# DATA SHOWN
━━━━

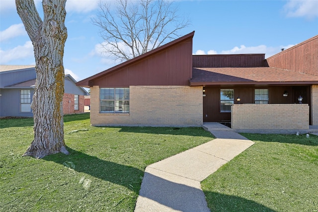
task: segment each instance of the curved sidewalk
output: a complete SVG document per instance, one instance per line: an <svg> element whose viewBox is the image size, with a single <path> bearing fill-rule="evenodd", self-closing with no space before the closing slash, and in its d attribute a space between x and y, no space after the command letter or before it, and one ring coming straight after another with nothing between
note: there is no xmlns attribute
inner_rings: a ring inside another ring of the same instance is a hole
<svg viewBox="0 0 318 212"><path fill-rule="evenodd" d="M210 212L201 181L254 144L215 125L204 127L216 139L147 166L135 212Z"/></svg>

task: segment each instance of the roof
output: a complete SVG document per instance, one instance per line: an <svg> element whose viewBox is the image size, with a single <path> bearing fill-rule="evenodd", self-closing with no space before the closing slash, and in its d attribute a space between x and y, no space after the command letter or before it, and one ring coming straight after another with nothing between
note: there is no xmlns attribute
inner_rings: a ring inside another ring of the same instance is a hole
<svg viewBox="0 0 318 212"><path fill-rule="evenodd" d="M35 67L35 65L6 65L0 66L0 72L7 71L17 71L21 69L30 69Z"/></svg>
<svg viewBox="0 0 318 212"><path fill-rule="evenodd" d="M318 76L271 67L193 68L190 86L318 84Z"/></svg>
<svg viewBox="0 0 318 212"><path fill-rule="evenodd" d="M30 87L34 87L35 86L36 79L31 79L30 80L25 81L17 84L8 85L4 87L5 88L28 88Z"/></svg>
<svg viewBox="0 0 318 212"><path fill-rule="evenodd" d="M116 66L114 67L112 67L108 70L105 70L103 71L100 72L98 73L97 73L95 75L93 75L91 76L90 76L88 78L84 79L81 81L79 81L76 83L76 85L78 86L86 86L88 87L89 86L89 81L95 79L96 78L103 77L106 74L109 74L111 72L113 72L118 71L121 69L123 69L125 67L126 67L128 66L130 66L132 64L138 62L142 60L145 59L146 58L148 58L150 56L155 55L159 52L164 51L166 49L170 48L172 46L174 46L179 43L180 43L187 39L188 39L190 38L192 38L194 35L194 31L188 34L187 35L184 35L180 38L179 38L176 40L174 40L172 41L171 41L164 45L162 45L159 47L158 47L156 49L155 49L152 51L150 51L147 53L143 54L141 55L140 55L138 57L136 57L131 60L127 61L125 62L121 63L117 66Z"/></svg>

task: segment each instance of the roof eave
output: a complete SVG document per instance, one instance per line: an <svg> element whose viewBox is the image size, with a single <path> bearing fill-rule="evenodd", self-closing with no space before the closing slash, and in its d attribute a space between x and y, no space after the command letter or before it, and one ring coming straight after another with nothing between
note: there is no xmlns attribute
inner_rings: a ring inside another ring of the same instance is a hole
<svg viewBox="0 0 318 212"><path fill-rule="evenodd" d="M318 81L256 81L241 82L191 82L190 86L203 85L312 85L318 84Z"/></svg>

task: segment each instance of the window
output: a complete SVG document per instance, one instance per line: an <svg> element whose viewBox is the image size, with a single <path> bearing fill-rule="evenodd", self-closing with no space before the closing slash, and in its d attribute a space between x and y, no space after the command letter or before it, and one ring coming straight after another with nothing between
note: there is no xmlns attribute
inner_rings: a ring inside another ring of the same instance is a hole
<svg viewBox="0 0 318 212"><path fill-rule="evenodd" d="M221 112L231 112L231 107L234 104L234 90L233 89L221 89Z"/></svg>
<svg viewBox="0 0 318 212"><path fill-rule="evenodd" d="M268 104L268 89L255 89L255 104Z"/></svg>
<svg viewBox="0 0 318 212"><path fill-rule="evenodd" d="M30 90L20 90L20 104L21 112L31 112Z"/></svg>
<svg viewBox="0 0 318 212"><path fill-rule="evenodd" d="M101 113L129 113L129 88L100 88Z"/></svg>
<svg viewBox="0 0 318 212"><path fill-rule="evenodd" d="M79 95L74 95L74 110L79 110Z"/></svg>

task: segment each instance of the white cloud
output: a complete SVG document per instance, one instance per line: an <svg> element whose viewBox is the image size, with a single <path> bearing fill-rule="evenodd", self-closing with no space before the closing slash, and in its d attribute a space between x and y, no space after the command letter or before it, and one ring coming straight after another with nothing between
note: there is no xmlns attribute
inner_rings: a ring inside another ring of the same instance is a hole
<svg viewBox="0 0 318 212"><path fill-rule="evenodd" d="M123 52L131 53L131 50L124 42L118 42L117 45ZM89 56L101 58L100 62L105 65L114 66L121 63L120 60L116 60L113 56L105 52L105 50L104 48L104 46L105 45L110 46L110 44L104 42L95 45L94 49L89 53ZM131 55L132 55L132 54L131 53Z"/></svg>
<svg viewBox="0 0 318 212"><path fill-rule="evenodd" d="M264 45L249 47L246 47L244 45L241 45L239 47L236 46L230 50L223 50L221 52L221 54L261 54L264 53L266 49L266 46Z"/></svg>
<svg viewBox="0 0 318 212"><path fill-rule="evenodd" d="M205 55L205 52L203 50L197 50L196 52L195 52L195 53L194 54L194 55Z"/></svg>
<svg viewBox="0 0 318 212"><path fill-rule="evenodd" d="M9 12L9 10L15 9L15 1L11 0L1 0L0 3L0 12Z"/></svg>
<svg viewBox="0 0 318 212"><path fill-rule="evenodd" d="M72 77L73 77L74 79L75 79L76 81L78 81L79 79L80 79L80 77L79 77L79 76L76 75L75 73L74 73L73 71L70 70L69 69L64 69L64 72L65 73L65 74L71 75Z"/></svg>
<svg viewBox="0 0 318 212"><path fill-rule="evenodd" d="M68 12L86 13L97 8L99 2L98 0L68 0L65 7Z"/></svg>
<svg viewBox="0 0 318 212"><path fill-rule="evenodd" d="M26 35L26 31L23 23L13 24L0 32L0 41L2 42L20 35Z"/></svg>
<svg viewBox="0 0 318 212"><path fill-rule="evenodd" d="M218 54L216 51L209 50L208 51L208 55L216 55Z"/></svg>
<svg viewBox="0 0 318 212"><path fill-rule="evenodd" d="M0 49L0 64L5 64L10 61L34 57L33 45L30 41L23 46L18 46L12 49L3 51Z"/></svg>
<svg viewBox="0 0 318 212"><path fill-rule="evenodd" d="M284 9L287 17L305 17L308 19L318 17L317 0L290 0L284 5Z"/></svg>

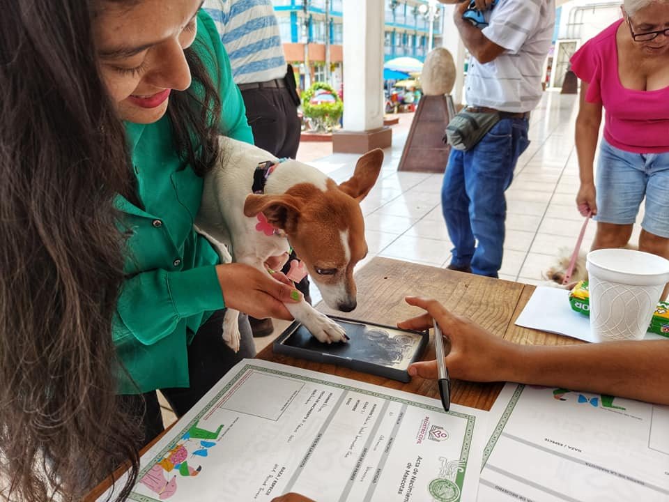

━━━━

# EXERCISE PROMPT
Which lines in the material above contain the string "roof", matching case exactly? Pick out each of those lines and copy it.

# COMPLETE OUTPUT
task: segment each instance of the roof
task: segment each instance of the roof eave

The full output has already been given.